Task prompt
Tally the lines in the entries below that contain the string "beak", treating uppercase and lowercase as different, and reply with the number alone.

Material to process
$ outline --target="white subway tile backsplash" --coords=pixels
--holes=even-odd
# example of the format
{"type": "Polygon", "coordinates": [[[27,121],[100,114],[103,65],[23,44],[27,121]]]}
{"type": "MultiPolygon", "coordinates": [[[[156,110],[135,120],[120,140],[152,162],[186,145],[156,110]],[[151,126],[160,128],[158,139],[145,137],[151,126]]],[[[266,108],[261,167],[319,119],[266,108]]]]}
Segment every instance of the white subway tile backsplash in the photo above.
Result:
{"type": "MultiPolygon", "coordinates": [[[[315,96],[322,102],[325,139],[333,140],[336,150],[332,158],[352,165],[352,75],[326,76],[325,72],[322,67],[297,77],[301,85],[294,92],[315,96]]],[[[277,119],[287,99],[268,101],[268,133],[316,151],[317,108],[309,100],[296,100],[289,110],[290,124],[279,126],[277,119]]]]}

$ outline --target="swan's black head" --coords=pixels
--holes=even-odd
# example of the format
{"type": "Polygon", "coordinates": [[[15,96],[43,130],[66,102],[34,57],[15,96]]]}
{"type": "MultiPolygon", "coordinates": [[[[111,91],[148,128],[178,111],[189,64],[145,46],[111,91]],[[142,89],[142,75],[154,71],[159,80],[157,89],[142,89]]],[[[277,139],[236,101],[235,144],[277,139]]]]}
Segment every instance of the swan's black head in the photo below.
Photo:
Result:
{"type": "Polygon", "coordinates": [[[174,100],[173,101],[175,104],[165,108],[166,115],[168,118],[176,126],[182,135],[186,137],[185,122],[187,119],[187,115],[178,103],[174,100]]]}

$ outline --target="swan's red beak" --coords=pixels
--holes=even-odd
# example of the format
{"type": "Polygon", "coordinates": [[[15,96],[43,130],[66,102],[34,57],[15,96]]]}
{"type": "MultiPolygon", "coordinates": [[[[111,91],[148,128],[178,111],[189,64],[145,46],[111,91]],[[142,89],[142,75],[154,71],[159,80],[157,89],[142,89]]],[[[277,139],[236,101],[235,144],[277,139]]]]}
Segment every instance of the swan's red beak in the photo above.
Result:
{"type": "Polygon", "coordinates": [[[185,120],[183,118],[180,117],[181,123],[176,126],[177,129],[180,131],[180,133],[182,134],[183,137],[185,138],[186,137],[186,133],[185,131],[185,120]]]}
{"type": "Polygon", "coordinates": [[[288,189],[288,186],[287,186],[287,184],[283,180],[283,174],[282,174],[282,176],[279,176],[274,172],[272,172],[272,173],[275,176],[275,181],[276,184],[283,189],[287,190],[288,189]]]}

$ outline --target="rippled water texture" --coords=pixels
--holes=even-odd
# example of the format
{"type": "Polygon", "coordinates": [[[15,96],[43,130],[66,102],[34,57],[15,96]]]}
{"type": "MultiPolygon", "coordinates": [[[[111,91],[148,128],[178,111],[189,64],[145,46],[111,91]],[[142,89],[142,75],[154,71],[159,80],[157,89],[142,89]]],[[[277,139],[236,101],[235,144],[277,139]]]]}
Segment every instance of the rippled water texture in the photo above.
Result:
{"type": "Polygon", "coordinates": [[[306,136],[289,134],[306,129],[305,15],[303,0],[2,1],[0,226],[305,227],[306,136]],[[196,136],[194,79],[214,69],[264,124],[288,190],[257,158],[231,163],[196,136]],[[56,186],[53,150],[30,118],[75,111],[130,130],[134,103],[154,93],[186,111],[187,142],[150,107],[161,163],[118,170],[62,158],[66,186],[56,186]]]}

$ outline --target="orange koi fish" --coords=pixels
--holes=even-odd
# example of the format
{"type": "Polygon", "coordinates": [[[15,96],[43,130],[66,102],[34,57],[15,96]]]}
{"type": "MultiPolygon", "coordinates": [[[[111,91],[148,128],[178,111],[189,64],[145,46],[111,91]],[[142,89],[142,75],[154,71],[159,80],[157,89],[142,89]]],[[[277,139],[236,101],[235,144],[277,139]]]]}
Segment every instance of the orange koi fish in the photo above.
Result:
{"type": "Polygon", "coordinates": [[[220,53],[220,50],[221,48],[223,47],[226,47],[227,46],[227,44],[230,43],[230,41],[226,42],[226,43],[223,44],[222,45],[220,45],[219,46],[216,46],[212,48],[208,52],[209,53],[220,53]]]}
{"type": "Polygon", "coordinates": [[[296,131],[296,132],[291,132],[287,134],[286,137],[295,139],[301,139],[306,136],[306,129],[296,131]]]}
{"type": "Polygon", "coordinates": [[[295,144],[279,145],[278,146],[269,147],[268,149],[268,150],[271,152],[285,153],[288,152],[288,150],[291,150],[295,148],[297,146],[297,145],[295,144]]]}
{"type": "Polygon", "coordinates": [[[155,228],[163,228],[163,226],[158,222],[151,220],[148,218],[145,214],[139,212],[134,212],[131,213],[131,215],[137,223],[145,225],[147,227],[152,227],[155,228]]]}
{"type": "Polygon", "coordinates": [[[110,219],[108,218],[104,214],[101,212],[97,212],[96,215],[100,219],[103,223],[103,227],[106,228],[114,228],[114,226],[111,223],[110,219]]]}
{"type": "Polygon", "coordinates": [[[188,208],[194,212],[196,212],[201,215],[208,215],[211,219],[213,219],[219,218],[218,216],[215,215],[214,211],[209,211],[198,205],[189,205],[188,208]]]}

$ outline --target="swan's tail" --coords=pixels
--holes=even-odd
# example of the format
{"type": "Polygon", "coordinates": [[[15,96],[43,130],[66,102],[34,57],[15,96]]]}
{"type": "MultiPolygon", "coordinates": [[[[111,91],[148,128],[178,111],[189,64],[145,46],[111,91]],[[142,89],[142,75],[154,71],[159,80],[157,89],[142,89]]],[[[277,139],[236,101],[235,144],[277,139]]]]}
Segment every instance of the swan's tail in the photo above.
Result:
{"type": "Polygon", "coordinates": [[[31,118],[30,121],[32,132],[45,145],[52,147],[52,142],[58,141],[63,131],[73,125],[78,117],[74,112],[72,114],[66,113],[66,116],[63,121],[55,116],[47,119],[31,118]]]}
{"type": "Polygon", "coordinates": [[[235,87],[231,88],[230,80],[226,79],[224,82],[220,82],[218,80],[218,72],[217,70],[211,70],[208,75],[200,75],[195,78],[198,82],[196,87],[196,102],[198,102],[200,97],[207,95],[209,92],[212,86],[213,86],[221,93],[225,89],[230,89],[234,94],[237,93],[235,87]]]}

Full output
2